WRITTEN EXERCISE: Present the entries as a two-column CSV with the header entry_text,answer and one row per entry, starting at the line that contains "of the street" and stopping after the line that contains "pixel 204 382". Enclose each field in double quotation marks, and replace any line breaks within a field with spaces.

------------------------------------------------------------------------

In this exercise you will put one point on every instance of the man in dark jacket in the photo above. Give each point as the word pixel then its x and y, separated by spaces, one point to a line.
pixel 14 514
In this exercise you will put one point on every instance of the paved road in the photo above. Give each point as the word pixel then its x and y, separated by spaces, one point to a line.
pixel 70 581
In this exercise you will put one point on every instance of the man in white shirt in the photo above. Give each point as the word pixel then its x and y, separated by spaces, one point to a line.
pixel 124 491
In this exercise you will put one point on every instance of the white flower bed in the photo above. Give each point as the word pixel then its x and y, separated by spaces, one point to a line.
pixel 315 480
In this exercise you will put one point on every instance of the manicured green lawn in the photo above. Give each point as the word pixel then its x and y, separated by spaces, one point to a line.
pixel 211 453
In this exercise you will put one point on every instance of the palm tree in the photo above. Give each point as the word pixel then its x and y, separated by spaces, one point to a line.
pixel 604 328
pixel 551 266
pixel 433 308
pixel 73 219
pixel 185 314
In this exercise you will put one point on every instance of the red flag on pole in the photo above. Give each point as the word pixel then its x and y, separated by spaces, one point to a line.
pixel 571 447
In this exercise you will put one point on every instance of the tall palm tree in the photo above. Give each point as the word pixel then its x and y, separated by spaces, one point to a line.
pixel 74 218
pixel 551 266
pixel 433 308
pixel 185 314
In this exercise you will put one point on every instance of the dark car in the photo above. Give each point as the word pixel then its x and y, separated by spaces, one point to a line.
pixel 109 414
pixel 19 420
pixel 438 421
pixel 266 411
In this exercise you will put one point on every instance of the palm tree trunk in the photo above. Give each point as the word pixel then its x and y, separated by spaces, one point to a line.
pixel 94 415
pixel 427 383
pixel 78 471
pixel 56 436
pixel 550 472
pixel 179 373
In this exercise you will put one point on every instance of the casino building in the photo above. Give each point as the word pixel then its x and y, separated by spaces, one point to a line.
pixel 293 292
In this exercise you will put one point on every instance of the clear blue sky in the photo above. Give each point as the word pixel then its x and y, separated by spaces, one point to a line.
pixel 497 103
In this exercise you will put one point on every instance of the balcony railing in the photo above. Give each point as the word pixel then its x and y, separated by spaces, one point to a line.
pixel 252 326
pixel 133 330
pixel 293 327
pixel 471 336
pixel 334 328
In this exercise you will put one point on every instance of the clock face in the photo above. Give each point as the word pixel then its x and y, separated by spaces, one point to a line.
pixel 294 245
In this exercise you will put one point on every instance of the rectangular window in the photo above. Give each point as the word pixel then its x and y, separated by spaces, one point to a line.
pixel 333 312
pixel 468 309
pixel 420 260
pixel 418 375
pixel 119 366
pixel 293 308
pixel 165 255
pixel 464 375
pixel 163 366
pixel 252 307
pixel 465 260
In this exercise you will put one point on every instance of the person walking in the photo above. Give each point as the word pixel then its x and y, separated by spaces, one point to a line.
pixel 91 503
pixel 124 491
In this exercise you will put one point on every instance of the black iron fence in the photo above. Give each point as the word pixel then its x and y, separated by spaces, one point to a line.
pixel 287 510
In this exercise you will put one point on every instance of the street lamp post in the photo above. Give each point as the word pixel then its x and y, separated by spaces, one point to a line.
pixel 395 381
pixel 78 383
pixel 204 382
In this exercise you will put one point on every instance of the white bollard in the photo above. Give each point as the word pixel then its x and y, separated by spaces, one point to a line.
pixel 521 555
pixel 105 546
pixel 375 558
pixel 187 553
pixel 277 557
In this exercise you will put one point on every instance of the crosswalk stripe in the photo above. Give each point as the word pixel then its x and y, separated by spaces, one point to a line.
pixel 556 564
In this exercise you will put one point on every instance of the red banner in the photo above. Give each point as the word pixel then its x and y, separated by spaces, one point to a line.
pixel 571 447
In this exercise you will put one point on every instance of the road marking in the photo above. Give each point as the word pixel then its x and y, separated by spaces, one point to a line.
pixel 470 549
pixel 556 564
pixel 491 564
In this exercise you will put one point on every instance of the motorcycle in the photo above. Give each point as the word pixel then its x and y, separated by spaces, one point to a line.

------------------------------------------------------------------------

EXERCISE SOLUTION:
entry_text,answer
"In this exercise you will put one point on every instance of the street lamp post in the photo above. Give each point as the word pixel then its x and y, separated by spaces, one point to a line.","pixel 395 381 pixel 78 383 pixel 204 382"